═════ DATA FOR THE TASK

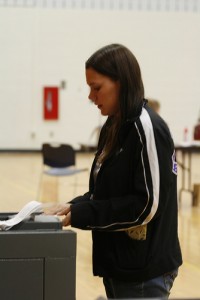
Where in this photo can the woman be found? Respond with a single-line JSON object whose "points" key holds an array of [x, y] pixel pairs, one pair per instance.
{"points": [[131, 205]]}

══════════
═════ DATA FOR THE TASK

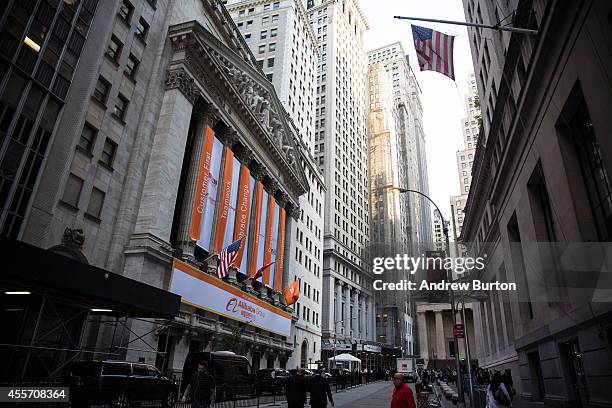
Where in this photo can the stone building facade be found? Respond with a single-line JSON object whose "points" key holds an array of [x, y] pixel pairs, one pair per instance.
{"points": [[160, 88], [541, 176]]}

══════════
═════ DATA FOR THE TASK

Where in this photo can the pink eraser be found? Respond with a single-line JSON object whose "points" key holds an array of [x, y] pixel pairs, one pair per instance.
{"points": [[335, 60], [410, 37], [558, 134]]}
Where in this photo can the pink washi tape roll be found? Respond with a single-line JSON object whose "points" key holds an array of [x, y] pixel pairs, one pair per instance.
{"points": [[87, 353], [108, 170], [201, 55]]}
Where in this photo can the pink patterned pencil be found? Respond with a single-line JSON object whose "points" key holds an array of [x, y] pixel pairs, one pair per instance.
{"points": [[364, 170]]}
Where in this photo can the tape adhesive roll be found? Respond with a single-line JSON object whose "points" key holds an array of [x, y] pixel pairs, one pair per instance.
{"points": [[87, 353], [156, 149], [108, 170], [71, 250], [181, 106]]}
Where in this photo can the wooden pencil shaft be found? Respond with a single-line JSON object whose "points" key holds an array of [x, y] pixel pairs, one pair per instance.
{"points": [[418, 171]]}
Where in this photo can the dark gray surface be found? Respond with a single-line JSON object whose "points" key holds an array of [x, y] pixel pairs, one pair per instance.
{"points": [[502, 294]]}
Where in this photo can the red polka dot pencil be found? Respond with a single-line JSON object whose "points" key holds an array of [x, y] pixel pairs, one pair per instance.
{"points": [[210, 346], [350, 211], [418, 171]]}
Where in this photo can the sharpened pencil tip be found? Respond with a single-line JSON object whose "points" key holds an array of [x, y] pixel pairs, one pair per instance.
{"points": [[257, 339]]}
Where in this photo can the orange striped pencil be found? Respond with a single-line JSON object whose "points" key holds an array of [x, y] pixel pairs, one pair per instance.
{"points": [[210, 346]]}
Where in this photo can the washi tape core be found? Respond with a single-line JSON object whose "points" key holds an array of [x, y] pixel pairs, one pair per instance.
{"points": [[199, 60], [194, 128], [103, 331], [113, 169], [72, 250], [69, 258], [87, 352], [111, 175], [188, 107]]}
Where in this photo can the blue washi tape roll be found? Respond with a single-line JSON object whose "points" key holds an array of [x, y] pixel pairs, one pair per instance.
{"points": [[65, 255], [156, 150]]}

══════════

> **WHAT THIS TASK INVOLVES**
Report each line above that contains the string "roll", copying every such line in full.

> **OUTPUT FOR THIS TASK**
Where in this photo can the pink washi tape roll be found? Respond with a single-line JSON object whose "points" key holds an array of [x, y] pixel pairs, one pair per instance.
Where in this photo can the tape adhesive roll be found? Respond with a single-line JSON object whose "points" key holds an array of [x, y] pixel pairs, one pair per instance.
Where in this photo can the blue washi tape roll be found? Respond with a single-line JSON object whose "points" key holds an array of [x, y] pixel pairs, one pair per instance.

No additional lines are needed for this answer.